WHAT YOU ARE ASKED TO DO> Below is some material; transcribe all of it exactly.

● ● ● ●

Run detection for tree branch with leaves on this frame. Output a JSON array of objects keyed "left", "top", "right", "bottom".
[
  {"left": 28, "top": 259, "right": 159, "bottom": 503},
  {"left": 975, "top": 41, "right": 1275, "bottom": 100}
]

● ● ● ●

EXERCISE OUTPUT>
Run detection for tree branch with leaves on this frame. Output a JSON array of objects keyed "left", "top", "right", "bottom".
[
  {"left": 28, "top": 259, "right": 159, "bottom": 503},
  {"left": 975, "top": 41, "right": 1275, "bottom": 100}
]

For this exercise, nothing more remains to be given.